Write out, please, the line containing "motorbike in the photo above." together with all lines after it, up to and including the last one, with no other output.
-----
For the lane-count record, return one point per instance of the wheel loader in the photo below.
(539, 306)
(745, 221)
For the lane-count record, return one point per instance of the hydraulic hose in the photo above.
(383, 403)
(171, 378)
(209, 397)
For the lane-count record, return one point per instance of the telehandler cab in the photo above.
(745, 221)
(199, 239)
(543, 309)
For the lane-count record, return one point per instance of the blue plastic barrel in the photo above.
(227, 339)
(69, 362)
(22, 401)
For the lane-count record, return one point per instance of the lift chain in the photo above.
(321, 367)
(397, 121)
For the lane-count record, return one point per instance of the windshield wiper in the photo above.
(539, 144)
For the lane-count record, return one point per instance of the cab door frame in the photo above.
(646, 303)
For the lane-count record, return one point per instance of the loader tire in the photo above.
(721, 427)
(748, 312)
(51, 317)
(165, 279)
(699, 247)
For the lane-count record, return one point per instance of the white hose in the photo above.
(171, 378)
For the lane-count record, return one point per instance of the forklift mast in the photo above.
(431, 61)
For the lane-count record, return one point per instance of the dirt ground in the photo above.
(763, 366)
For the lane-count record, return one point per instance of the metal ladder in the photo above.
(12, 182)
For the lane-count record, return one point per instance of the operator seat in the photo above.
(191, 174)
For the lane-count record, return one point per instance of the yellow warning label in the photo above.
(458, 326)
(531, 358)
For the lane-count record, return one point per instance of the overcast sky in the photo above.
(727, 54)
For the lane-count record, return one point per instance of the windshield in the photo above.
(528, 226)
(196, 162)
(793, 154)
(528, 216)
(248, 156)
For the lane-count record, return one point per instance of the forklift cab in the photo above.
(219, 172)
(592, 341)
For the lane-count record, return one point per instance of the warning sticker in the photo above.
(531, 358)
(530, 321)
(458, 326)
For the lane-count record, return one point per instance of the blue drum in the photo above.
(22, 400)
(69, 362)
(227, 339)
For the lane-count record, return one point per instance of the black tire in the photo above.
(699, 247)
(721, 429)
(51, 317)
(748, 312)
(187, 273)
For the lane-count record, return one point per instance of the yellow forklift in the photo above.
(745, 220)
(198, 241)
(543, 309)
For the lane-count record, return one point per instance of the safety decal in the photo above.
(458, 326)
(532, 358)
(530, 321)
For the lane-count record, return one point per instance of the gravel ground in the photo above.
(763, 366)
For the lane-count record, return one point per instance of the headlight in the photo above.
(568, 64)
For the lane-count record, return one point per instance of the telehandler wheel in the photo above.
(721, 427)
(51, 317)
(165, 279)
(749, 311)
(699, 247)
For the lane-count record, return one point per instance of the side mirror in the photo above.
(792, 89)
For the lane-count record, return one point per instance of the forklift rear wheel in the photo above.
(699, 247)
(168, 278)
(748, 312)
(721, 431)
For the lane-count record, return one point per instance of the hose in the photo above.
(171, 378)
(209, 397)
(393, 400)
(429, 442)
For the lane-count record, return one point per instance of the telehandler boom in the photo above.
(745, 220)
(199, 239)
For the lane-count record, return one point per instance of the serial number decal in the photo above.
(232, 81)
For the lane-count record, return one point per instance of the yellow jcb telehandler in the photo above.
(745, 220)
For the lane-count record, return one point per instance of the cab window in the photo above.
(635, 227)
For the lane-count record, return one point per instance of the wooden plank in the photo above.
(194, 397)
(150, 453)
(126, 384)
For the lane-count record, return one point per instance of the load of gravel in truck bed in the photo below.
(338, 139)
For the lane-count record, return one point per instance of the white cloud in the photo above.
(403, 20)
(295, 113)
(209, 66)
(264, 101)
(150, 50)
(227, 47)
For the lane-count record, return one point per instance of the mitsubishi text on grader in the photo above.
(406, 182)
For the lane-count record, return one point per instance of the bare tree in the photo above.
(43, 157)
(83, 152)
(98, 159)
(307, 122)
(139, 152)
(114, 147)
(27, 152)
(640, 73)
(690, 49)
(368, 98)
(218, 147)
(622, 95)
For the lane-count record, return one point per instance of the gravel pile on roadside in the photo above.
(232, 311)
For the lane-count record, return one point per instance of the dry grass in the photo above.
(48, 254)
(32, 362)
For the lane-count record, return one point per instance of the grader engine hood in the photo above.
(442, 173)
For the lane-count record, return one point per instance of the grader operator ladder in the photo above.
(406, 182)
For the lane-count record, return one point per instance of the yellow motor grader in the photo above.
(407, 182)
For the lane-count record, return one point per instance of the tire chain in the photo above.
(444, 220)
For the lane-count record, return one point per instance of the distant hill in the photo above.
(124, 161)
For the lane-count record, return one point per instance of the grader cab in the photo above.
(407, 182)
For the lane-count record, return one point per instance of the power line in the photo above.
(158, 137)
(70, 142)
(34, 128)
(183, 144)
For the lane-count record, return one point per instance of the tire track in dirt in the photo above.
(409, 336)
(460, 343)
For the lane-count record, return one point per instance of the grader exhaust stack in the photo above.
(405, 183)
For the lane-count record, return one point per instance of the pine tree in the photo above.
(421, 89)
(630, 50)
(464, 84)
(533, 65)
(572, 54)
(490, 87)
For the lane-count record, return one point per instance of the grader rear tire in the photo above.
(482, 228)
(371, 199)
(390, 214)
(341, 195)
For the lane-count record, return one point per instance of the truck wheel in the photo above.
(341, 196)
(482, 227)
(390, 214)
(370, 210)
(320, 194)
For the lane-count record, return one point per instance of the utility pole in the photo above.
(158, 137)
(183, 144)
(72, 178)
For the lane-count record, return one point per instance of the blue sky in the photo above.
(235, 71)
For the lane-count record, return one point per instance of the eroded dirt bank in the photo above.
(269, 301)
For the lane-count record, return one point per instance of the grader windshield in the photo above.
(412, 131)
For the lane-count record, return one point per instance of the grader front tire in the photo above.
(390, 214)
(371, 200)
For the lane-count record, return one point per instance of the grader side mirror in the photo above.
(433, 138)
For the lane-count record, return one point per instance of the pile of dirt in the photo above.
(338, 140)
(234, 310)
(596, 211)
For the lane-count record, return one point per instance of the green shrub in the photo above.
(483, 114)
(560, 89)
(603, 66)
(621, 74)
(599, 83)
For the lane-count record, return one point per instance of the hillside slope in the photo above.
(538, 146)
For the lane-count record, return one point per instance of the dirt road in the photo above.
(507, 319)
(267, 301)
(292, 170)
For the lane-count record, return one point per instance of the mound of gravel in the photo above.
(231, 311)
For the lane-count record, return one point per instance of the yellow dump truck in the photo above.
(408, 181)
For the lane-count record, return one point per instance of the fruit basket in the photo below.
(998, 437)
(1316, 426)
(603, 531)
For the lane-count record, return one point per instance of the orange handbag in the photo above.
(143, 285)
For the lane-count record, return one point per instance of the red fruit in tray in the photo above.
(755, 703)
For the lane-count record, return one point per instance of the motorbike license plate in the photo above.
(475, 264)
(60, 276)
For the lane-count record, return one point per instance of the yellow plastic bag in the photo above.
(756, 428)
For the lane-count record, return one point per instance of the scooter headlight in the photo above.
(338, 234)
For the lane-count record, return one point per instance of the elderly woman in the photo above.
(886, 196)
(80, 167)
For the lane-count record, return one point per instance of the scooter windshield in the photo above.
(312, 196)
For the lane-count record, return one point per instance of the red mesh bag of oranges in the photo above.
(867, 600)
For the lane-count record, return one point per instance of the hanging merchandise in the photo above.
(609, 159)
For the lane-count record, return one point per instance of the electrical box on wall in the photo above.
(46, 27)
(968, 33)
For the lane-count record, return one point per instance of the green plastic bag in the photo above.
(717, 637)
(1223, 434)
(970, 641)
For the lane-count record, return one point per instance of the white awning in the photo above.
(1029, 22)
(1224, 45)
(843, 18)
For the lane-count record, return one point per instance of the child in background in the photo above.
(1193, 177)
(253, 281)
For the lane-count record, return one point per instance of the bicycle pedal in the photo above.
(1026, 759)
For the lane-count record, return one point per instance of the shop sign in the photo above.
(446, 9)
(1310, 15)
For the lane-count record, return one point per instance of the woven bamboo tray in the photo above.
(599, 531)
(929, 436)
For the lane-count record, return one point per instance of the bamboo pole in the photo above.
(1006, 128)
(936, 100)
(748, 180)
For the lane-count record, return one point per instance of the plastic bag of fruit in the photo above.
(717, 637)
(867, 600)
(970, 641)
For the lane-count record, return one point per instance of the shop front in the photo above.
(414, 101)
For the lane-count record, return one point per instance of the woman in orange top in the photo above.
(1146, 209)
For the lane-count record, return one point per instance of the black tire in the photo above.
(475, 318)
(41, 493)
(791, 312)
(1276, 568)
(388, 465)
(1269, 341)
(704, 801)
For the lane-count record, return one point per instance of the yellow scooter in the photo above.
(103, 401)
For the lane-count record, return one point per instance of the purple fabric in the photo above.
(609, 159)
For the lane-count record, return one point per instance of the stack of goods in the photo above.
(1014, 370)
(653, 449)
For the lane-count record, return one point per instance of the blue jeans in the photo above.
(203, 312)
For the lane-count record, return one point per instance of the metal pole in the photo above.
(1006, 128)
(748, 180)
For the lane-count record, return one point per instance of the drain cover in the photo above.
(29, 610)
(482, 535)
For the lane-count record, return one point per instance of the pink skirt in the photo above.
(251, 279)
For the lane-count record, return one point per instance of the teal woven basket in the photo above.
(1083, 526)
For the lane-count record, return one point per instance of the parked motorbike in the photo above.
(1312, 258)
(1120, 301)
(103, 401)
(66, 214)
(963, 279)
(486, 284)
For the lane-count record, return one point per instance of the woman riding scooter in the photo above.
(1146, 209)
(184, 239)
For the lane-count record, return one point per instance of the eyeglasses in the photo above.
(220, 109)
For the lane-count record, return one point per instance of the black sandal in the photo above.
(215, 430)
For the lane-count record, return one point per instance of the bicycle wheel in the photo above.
-----
*Full output*.
For the lane-count record, return one point per instance of the parked motorbike in the photo above.
(1312, 258)
(1120, 301)
(103, 401)
(66, 214)
(963, 279)
(486, 284)
For the lane-count record, return one point per instance of the woman riding scooter in the photo above.
(1146, 209)
(184, 239)
For the lane-count record, return one point per instance of the eyeglasses in the photo above.
(220, 109)
For the lane-count record, return one point per instance of the black sandal in the photo above.
(215, 430)
For the lane-count record, return one point per instance of the bicycle wheel in the photo above.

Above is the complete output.